* _TASK OBJECTIVE_
Copy out every line of the listing below word for word, leaving out the pictures.

* _RECORD LIST_
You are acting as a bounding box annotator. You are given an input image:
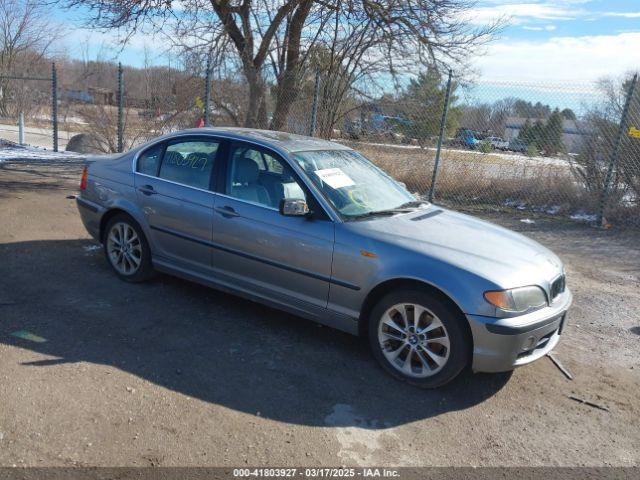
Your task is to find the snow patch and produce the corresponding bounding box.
[569,212,598,222]
[0,139,85,162]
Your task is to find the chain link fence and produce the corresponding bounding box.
[5,62,640,226]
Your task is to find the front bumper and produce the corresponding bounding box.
[467,289,573,372]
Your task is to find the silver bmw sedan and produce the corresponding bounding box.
[77,128,572,388]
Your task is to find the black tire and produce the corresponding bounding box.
[368,288,472,388]
[102,213,155,283]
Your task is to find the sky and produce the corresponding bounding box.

* _EXERCISE SOLUTION_
You are acting as a bounding box annotator. You are given an input image:
Your task is to find the snow patch and produce the corresponding bounding box.
[569,212,598,222]
[0,139,85,162]
Your task is to find the chain link fence and produce the corresponding bounding box.
[5,62,640,226]
Your task is to find the front bumper and produce the corresponding bounding box.
[467,289,573,372]
Your task is to find the silver bmw sedan and produce the corresponding bounding box.
[77,128,572,388]
Your task is to find the black tire and produce the corresponding bounding box.
[368,288,472,388]
[102,213,155,283]
Your task is to find the sky and produce the corresponding bounding box.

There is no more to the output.